Dataset excerpt:
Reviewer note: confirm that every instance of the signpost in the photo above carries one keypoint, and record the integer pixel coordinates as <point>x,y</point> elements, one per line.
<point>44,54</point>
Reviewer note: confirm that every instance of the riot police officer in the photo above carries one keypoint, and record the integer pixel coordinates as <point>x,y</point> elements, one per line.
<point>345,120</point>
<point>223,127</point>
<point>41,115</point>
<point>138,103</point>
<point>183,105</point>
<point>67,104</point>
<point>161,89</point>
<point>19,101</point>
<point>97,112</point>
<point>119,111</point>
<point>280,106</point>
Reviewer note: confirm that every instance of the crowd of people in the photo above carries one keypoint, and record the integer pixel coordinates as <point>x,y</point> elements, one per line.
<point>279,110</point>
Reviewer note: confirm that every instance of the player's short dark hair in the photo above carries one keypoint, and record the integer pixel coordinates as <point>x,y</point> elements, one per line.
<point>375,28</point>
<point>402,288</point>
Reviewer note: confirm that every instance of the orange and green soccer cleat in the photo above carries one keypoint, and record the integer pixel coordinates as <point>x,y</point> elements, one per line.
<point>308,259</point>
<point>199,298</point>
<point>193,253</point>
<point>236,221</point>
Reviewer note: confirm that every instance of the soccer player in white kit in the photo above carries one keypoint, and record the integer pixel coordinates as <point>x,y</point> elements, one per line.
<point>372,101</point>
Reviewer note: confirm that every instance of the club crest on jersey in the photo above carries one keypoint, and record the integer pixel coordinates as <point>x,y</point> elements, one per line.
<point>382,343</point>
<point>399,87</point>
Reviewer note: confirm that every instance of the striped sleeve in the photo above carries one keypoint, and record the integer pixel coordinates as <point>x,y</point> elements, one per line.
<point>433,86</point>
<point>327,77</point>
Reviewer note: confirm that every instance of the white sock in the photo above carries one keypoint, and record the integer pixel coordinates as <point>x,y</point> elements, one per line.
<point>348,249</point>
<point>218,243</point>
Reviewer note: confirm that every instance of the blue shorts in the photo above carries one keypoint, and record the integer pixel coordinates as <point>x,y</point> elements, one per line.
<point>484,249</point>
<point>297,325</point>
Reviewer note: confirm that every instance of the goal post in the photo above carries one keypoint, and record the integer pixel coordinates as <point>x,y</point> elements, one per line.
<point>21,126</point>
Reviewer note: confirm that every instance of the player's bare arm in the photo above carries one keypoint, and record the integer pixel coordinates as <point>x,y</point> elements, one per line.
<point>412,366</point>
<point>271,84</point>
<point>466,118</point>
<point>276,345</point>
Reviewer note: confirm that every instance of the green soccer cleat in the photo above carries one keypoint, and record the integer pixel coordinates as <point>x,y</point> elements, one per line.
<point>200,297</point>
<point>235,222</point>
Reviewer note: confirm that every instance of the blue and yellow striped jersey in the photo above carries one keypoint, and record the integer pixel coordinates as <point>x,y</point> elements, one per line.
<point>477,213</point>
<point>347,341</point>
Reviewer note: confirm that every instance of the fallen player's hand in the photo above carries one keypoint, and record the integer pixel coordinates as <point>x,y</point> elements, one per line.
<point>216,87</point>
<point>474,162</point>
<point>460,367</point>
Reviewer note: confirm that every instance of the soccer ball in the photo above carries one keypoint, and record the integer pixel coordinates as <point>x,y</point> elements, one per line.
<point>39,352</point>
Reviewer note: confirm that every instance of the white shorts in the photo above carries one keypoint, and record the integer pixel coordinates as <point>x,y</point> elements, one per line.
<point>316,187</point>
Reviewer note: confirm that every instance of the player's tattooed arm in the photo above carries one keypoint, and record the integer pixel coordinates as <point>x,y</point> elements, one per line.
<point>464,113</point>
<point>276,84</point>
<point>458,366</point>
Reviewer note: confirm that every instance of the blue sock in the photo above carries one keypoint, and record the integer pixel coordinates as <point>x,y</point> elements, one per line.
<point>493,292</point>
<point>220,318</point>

Work to complete
In every row, change "Reviewer note" to "Annotator note" and keep every other part of the lines identical.

Problem solution
Annotator note: confirm that every instance of the signpost in the photo above carries one keypoint, and record the integer pixel coordinates as <point>x,y</point> elements, one per line.
<point>44,54</point>
Annotator note: confirm that every instance of the riot police officer in the photo above carries one keypoint, and record the integer pixel coordinates as <point>x,y</point> elements, one per line.
<point>345,120</point>
<point>223,127</point>
<point>41,115</point>
<point>138,103</point>
<point>183,105</point>
<point>67,104</point>
<point>161,89</point>
<point>19,101</point>
<point>97,112</point>
<point>119,111</point>
<point>280,106</point>
Annotator note: confirm that every instance of the crowd of people in the photo above carries one keypoint, and record the integer pixel coordinates as <point>x,y</point> elements, one per line.
<point>279,110</point>
Annotator note: confirm that every instance of the player's short dark hair in the photo above carries one keypoint, and record the integer pixel coordinates as <point>x,y</point> elements, one per line.
<point>375,28</point>
<point>402,288</point>
Annotator note: confirm that every instance of the orange and green soccer cleat in the photo above carries one keypoint, and record the integer pixel coordinates as <point>x,y</point> elements, one per line.
<point>308,259</point>
<point>199,298</point>
<point>193,253</point>
<point>236,221</point>
Annotator note: confirm that every instance of the soccer player in white kit in the photo above carries one keypoint, and record the integer pixel coordinates as <point>x,y</point> elements, one per line.
<point>372,101</point>
Annotator note: confirm that every instance of the club crest on jersey in the photo above carries one keypoint, and record the integer pixel coordinates as <point>x,y</point> elements, one per line.
<point>382,343</point>
<point>399,87</point>
Annotator note: confirm that every instance of the striped sleeve in the photo above carries one keypoint, and record the integer pixel coordinates as <point>x,y</point> elements, one per line.
<point>433,86</point>
<point>327,77</point>
Annotator note: confirm that every instance of the white sock in the photo above carries one keypoint, and record the integer pixel coordinates as <point>x,y</point> elements, one per line.
<point>348,249</point>
<point>218,243</point>
Annotator note: confirm that every instance of the blue shorts in the photo above carries one keypoint, and record the integer pixel coordinates as <point>x,y</point> elements, one per line.
<point>484,249</point>
<point>297,325</point>
Annotator note: confirm that every instance of the goal post in the photo above carries one keypoint, and record the integer pixel coordinates as <point>x,y</point> elements, one per line.
<point>21,126</point>
Annotator note: confirm that every instance of the player's bare arm in the photo above carries one keypoint, and record the integer pixel coordinates as <point>x,y</point> elements, one per line.
<point>412,366</point>
<point>271,84</point>
<point>466,118</point>
<point>276,345</point>
Annotator note: confirm that every instance of the green soccer cleat in the photo above carries one keypoint, and record the integer pixel coordinates as <point>x,y</point> elements, one per line.
<point>200,297</point>
<point>235,222</point>
Annotator note: confirm that every instance of the blue and yellow striped jersey in the photo above carries one keypoint, and record the integer pixel coordinates as <point>x,y</point> elements, one per line.
<point>477,213</point>
<point>347,341</point>
Annotator note: confirm that every instance of the fallen player's hand in the photo above carries one keypoint, and record the integer pixel coordinates as <point>x,y</point> elements, one per line.
<point>216,87</point>
<point>474,162</point>
<point>460,367</point>
Annotator note: confirm that every instance of the soccer ball in the photo above carries one keypoint, and record the integer pixel coordinates as <point>x,y</point> elements, one per line.
<point>39,352</point>
Annotator note: confirm that every instance of the white shorts in the photo above carries one keypoint, and record the integer pixel coordinates as <point>x,y</point> elements, one per line.
<point>316,187</point>
Annotator note: confirm that every instance of the player's tattooed arm in the photo above carries one keypoint, and record the integer pixel coordinates as <point>x,y</point> elements, one per line.
<point>464,113</point>
<point>276,84</point>
<point>458,366</point>
Annotator note: confirm that every instance of the blue sock in the photo above carries one keypoint, and record the integer pixel coordinates as <point>x,y</point> elements, one per line.
<point>493,292</point>
<point>220,318</point>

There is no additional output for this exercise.